* Selected excerpt *
★ ★ ★ ★ ★
# Near clipless moment



## Easytigers (4 May 2015)

Hi all,

I've found the joy of being able to tow my 7yr old round some of the back lanes of the county (I'm not even going to pretend that he pedals!!!). We've had the tag-along a few weeks and all has gone smoothly...until yesterday. Just as we pulled into the car park where our garage is (we share a block of garages close to the house), I unclipped my left foot and Isaac pulled the bike over to the right. Luckily I (just) managed to get my foot out in time and didn't fall.

I've had a couple of clipless moments before and just laugh them off but I really don't want it to happen with Isaac on the bike as I think it would put him off forever. I know the quickest solution is to go back to flats but I hate them. So I wondered whether anyone had any ideas or just to know if other people go clipless with a tag-along.


----------



## raleighnut (4 May 2015)

If you're on SPD swap over to the 'multi-release' cleats that allow an upward release as well (SH-56? they've also got a big M stamped into them) should let you get your foot out a bit quicker in that situation.


----------



## Easytigers (4 May 2015)

raleighnut said:


> If you're on SPD swap over to the 'multi-release' cleats that allow an upward release as well (SH-56? they've also got a big M stamped into them) should let you get your foot out a bit quicker in that situation.


Thanks Raleighnut...not heard of them before. I'll have a quick Google!


----------



## Puddles (4 May 2015)

I don't go clipless at any time... I am not sure I would want to with a small person in tow... especially knowing how they can lean suddenly to one side causing the balance to go off... but then as I don't do clipless I don't know how used to getting them out you get or how quickly you can do it which I would think is only something you can judge.

The sudden lean or moving around in the seat was something I had to get used to after changing up from a trailer to a weehoo, as the trailer would remain upright if my bike was on its side, wherease the weehoo would not..


Easytigers said:


> Hi all,
> 
> I've found the joy of being able to tow my 7yr old round some of the back lanes of the county (I'm not even going to pretend that he pedals!!!). .



This is more disturbing to me  get him to pedal, else it wears you out and not him... this was another reason I moved to the wee hoo a year or so ago ... Squidge (now 9 y/o) would be shattered and so would I after a long ride... User76 (Now 4 y/o) would not be at all as she had simply sat and sung and played in the trailer... after cracking the whip on the weehoo she would come back shattered too 

.


----------



## shouldbeinbed (4 May 2015)

Its not about whether you love or hate flat pedals its about safety and happiness of an unpredictable loved one you can't see when both sat in your respective positions. Also your own potential for injury if you do get wobbled off. 

Best solution until you/kids are 100% confident and competent in tagging along is flats whatever you think of them.

2nd best solution is consider dual sided, e.g. Shimano M324, pedals and you unclip to the flat side while you're still moving quickly enough for gyroscopic effect to help save any wobbles as you are getting ready to slow or stop.
★ ★ ★ ★ ★
* Source material *

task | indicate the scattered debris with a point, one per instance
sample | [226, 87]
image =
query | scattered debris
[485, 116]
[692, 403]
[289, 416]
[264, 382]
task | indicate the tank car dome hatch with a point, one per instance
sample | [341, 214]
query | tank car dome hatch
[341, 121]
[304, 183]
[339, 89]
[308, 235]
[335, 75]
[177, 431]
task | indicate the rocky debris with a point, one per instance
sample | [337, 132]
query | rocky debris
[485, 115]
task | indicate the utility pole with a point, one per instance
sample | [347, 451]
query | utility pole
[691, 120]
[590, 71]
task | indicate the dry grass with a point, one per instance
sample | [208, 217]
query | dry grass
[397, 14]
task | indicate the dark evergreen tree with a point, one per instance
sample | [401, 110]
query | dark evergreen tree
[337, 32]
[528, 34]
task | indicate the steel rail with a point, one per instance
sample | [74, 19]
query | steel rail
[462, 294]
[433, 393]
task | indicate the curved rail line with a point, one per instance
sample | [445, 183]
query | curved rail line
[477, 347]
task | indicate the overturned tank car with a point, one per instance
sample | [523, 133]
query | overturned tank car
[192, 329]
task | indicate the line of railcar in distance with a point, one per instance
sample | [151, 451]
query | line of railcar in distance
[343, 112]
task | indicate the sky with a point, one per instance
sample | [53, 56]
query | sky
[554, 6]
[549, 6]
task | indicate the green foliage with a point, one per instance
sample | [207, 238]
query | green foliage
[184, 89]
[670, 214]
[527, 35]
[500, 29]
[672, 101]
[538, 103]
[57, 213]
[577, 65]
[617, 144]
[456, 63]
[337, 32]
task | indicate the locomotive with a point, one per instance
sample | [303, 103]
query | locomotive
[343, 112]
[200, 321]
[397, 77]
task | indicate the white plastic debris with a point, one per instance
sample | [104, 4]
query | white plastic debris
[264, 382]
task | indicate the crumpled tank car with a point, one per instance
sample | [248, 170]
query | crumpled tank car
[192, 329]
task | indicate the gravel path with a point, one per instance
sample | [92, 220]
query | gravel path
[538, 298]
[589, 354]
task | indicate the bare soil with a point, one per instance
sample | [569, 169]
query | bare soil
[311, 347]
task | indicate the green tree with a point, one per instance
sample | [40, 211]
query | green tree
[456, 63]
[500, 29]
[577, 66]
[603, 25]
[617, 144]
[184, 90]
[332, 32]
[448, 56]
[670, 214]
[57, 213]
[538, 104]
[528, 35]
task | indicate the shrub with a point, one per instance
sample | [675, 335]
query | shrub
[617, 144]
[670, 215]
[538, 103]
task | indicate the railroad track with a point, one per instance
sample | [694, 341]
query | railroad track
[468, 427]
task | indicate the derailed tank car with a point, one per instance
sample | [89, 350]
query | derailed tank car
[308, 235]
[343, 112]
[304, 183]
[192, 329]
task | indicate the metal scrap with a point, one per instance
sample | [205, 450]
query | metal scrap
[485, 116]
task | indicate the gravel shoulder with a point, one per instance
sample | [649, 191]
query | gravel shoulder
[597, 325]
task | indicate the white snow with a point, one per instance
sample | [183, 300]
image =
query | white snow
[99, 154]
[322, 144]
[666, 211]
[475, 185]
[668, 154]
★ ★ ★ ★ ★
* Directions *
1) Retype the forum thread about riding clipless with a tag-along, from "Best solution until" up to and including "slow or stop.".
2) In the records, rewrite the lines from the one containing "task | indicate the gravel shoulder" through the end of the records, switching "white snow" to "fresh snow" and leaving everything else unchanged.
The text and the records come from unrelated sources.

* Per-task outputs *
1)
Best solution until you/kids are 100% confident and competent in tagging along is flats whatever you think of them.

2nd best solution is consider dual sided, e.g. Shimano M324, pedals and you unclip to the flat side while you're still moving quickly enough for gyroscopic effect to help save any wobbles as you are getting ready to slow or stop.

2)
task | indicate the gravel shoulder with a point, one per instance
sample | [649, 191]
query | gravel shoulder
[597, 325]
task | indicate the fresh snow with a point, one per instance
sample | [183, 300]
image =
query | fresh snow
[99, 154]
[322, 144]
[666, 211]
[475, 185]
[668, 154]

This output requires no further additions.